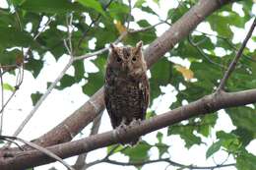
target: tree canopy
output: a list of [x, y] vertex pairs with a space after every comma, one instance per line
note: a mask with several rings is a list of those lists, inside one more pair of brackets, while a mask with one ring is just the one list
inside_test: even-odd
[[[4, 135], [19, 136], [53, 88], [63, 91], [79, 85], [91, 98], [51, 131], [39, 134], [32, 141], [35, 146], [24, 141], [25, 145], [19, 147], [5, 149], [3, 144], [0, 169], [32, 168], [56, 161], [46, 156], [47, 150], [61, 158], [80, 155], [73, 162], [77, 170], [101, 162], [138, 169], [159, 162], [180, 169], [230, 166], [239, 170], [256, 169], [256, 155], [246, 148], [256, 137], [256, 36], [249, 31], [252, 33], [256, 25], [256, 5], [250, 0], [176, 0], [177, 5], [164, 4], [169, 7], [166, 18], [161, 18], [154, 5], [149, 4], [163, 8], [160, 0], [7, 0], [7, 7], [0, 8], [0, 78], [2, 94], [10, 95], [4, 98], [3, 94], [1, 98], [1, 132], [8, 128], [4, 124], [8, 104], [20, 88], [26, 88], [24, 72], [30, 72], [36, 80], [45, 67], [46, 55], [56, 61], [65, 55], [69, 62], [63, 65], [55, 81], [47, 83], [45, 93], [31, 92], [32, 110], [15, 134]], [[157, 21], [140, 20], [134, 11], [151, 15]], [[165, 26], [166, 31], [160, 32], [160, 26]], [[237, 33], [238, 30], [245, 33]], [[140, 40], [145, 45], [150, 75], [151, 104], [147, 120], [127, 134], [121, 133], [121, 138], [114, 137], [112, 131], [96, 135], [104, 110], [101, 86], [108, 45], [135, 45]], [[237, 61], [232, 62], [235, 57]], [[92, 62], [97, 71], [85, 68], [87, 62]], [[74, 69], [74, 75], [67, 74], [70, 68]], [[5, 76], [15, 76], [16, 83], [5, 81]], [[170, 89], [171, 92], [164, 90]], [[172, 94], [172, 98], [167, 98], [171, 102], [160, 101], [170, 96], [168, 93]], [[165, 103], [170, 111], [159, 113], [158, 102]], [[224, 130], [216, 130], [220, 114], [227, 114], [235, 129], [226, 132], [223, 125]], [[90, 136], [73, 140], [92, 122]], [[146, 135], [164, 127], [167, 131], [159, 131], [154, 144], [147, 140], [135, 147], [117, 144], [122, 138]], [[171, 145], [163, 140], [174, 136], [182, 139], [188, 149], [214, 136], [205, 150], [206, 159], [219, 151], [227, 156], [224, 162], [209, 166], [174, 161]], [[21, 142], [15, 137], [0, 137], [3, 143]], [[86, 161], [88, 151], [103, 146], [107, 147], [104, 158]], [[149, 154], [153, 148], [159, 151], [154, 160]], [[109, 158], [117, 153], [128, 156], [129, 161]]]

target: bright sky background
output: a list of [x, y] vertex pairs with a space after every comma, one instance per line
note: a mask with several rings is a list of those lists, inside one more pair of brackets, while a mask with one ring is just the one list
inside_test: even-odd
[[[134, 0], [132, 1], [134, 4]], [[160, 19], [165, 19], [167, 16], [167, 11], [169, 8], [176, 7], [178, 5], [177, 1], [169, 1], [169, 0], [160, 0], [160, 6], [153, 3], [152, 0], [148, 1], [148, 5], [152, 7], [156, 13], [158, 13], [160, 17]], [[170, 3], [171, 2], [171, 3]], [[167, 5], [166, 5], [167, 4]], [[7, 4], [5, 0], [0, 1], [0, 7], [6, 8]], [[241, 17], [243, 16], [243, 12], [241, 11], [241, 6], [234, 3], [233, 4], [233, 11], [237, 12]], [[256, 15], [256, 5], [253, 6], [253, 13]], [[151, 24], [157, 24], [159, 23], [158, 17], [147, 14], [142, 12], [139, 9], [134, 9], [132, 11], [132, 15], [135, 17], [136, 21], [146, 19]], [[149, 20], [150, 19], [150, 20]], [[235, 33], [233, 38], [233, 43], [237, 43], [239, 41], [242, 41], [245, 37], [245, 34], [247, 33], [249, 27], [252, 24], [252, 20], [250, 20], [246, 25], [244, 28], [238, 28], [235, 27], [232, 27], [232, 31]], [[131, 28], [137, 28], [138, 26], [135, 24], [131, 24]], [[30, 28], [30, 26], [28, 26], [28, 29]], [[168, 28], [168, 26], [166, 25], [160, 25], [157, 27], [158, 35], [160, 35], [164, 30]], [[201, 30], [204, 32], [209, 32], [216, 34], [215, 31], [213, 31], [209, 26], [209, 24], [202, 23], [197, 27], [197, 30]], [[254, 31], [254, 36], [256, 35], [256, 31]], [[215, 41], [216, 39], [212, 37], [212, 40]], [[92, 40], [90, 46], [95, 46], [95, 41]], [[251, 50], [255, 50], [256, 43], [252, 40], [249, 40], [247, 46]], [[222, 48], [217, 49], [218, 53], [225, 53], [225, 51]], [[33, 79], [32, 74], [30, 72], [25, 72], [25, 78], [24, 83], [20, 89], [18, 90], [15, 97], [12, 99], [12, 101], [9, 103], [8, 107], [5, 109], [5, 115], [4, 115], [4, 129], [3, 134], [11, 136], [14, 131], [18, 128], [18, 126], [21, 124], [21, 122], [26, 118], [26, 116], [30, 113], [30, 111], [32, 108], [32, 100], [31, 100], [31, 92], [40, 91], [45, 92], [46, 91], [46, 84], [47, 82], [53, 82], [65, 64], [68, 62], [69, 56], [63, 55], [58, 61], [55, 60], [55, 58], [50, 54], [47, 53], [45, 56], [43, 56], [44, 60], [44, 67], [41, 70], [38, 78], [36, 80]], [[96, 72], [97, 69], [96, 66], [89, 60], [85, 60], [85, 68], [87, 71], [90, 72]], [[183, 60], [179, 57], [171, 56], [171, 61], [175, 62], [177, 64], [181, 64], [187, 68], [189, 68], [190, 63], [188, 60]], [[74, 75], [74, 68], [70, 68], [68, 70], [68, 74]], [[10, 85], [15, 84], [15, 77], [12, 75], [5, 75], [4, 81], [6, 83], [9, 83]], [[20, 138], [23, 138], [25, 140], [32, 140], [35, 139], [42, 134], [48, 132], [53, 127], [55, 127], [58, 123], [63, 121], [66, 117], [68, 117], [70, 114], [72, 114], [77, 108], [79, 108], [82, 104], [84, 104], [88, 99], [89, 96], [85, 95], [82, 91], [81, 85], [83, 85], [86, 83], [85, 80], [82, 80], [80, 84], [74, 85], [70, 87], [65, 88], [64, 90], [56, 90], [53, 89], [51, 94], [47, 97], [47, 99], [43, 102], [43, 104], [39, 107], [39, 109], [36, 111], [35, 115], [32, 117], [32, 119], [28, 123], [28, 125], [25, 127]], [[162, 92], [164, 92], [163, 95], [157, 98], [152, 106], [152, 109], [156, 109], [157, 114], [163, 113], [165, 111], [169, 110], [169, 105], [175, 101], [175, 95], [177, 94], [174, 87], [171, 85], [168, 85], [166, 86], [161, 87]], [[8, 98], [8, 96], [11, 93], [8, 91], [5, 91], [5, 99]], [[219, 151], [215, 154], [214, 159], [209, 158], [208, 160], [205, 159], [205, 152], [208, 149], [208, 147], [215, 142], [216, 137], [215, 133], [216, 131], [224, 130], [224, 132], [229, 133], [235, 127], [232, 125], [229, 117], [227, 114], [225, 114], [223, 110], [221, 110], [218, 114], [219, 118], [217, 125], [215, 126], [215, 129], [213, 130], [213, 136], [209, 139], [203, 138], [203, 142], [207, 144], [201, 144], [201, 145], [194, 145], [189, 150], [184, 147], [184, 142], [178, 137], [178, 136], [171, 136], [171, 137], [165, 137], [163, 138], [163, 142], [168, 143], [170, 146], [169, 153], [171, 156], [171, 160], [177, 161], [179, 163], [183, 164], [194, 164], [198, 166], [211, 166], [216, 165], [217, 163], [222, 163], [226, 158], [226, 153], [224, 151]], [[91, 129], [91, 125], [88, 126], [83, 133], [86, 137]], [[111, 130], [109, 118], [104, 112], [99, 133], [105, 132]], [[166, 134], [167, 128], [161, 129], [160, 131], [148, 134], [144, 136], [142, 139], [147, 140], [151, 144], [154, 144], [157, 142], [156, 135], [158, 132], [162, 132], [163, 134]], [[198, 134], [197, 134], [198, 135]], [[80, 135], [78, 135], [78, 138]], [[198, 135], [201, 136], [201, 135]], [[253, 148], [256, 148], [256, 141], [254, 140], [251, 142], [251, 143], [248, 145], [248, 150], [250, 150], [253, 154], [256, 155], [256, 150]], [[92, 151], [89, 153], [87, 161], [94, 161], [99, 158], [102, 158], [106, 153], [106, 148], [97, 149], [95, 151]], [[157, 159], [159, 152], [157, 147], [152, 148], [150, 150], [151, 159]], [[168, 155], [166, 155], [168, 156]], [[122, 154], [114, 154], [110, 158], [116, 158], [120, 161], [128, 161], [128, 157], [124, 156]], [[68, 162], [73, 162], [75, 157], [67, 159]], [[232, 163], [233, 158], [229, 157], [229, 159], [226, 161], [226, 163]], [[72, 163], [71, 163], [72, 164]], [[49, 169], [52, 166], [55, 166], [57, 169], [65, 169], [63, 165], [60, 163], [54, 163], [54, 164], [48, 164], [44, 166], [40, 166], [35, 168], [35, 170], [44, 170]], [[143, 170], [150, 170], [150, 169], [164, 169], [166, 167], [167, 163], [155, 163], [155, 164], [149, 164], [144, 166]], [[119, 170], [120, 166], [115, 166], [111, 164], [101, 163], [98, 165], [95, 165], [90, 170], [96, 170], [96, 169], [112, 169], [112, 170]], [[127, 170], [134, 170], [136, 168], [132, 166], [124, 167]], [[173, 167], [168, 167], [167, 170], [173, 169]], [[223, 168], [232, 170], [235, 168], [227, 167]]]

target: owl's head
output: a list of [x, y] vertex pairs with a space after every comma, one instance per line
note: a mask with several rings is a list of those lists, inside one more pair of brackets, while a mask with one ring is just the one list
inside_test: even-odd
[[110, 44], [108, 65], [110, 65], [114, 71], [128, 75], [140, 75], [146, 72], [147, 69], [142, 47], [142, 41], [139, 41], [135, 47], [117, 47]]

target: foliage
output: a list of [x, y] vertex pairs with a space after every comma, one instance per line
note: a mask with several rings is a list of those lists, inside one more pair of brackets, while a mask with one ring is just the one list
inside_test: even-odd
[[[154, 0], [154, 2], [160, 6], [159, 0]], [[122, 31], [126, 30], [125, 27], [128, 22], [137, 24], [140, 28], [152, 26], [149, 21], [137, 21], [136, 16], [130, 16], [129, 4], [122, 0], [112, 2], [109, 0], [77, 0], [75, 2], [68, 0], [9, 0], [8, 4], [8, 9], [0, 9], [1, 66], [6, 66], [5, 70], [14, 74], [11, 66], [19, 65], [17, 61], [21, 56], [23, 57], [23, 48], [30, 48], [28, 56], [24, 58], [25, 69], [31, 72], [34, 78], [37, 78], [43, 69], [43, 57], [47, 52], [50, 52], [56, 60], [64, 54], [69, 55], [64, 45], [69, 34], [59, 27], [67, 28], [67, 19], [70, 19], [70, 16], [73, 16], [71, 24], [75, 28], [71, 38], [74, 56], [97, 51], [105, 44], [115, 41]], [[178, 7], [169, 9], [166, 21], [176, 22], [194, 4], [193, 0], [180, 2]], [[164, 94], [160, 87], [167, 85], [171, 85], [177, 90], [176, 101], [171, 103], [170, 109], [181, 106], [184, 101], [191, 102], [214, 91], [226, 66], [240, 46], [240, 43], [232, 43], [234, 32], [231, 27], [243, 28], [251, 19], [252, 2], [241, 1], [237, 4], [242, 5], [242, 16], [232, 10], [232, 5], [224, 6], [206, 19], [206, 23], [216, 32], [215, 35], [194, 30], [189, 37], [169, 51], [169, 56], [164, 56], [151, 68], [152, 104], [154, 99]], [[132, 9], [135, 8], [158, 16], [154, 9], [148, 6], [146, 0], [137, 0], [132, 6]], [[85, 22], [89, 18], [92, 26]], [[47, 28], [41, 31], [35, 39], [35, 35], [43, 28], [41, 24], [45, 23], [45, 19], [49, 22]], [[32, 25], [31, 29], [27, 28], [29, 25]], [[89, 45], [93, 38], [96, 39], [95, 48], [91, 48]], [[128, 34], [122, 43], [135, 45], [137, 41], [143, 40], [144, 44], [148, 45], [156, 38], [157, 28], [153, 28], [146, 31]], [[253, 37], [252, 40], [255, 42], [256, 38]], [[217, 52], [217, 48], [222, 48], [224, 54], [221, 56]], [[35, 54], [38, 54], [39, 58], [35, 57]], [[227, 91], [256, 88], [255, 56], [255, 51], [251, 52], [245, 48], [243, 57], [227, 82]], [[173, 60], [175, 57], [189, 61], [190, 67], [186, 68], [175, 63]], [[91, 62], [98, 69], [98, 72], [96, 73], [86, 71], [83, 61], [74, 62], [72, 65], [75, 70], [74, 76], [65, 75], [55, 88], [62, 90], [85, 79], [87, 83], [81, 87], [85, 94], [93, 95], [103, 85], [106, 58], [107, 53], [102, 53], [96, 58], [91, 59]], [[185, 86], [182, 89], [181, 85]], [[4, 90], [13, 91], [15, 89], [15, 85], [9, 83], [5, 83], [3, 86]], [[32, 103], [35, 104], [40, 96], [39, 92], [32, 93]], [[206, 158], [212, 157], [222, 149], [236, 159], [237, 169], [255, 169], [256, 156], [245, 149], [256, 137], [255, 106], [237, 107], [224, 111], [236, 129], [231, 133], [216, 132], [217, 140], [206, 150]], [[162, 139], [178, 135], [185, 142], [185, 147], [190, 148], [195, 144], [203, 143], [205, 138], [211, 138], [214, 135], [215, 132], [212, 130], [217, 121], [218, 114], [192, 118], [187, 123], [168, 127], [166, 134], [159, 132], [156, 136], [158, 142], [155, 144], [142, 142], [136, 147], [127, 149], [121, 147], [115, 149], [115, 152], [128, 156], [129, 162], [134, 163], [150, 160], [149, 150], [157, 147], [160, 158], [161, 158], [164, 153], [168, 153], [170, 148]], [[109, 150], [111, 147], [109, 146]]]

** Instruction **
Copy out each line above that contains the word "target". Case counts, so treat uppercase and lowercase letters as different.

** Finished answer **
target: tree canopy
target: bright sky background
target: owl's head
target: foliage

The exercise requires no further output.